Material: labeled area outlines:
>> START

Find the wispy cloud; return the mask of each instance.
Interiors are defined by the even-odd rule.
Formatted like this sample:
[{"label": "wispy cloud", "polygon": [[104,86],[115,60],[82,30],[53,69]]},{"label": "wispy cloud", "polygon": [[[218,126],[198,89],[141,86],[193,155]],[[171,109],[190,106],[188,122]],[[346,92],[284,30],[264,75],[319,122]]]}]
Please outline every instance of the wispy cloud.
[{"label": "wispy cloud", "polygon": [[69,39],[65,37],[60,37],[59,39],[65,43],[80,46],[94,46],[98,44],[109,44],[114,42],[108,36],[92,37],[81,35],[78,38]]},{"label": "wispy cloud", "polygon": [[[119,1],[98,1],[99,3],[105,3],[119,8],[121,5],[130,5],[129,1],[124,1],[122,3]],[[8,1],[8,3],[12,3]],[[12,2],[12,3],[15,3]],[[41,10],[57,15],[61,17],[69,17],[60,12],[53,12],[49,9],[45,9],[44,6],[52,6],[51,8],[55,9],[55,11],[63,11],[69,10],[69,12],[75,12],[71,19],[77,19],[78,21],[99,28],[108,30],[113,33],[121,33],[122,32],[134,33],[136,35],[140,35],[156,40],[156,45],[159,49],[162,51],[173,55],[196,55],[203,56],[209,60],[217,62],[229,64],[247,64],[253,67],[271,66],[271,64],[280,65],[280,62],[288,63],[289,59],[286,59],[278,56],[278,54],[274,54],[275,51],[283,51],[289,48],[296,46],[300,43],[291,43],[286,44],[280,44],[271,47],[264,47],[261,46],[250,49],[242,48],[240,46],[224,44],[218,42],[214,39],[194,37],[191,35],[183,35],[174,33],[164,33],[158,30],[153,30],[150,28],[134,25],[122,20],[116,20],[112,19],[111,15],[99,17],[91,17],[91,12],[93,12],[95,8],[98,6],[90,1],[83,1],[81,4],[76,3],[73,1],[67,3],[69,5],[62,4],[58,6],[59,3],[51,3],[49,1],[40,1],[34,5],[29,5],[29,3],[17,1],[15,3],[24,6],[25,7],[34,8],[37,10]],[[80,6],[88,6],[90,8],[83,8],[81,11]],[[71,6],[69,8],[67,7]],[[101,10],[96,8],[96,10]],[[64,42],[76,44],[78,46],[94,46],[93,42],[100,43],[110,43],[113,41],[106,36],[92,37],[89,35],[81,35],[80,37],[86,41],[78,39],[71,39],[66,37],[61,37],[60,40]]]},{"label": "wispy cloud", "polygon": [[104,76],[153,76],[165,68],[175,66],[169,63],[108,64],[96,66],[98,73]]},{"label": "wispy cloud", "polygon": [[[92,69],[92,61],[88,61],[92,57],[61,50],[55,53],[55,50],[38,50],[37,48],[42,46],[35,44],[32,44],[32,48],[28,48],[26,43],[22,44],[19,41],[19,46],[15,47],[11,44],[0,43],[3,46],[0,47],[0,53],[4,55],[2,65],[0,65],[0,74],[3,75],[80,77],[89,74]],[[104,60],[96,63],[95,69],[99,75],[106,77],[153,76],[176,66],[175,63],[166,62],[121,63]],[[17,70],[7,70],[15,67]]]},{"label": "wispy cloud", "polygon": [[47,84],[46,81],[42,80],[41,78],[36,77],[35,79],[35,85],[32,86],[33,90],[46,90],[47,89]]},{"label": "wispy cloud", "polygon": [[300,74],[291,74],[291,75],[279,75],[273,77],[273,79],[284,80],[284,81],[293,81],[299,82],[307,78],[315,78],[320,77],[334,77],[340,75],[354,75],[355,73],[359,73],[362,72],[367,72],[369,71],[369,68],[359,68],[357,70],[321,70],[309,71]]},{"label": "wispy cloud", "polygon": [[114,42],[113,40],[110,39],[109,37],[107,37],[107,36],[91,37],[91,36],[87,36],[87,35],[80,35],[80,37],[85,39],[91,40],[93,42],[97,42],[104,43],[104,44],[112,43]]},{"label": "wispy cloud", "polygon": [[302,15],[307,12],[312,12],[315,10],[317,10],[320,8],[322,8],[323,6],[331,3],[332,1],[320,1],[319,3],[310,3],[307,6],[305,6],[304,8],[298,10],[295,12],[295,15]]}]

>> END

What you have to do: Can you recast the material as a Markdown table with the columns Row and Line, putting each line's row number under Row and the line itself under Line? Begin at the first line of the material, stop after the line that contains "Please outline every", and leave out any blank lines.

Full output:
| Row | Line |
|---|---|
| 1 | Find the wispy cloud; return the mask of each instance. |
| 2 | Interiors are defined by the even-odd rule. |
| 3 | Formatted like this sample: |
| 4 | [{"label": "wispy cloud", "polygon": [[104,86],[115,60],[82,30],[53,69]]},{"label": "wispy cloud", "polygon": [[[218,126],[198,89],[141,86],[193,155]],[[171,109],[190,106],[188,122]],[[346,92],[284,30],[264,75],[319,122]]]}] |
| 5 | Please outline every instance of the wispy cloud. |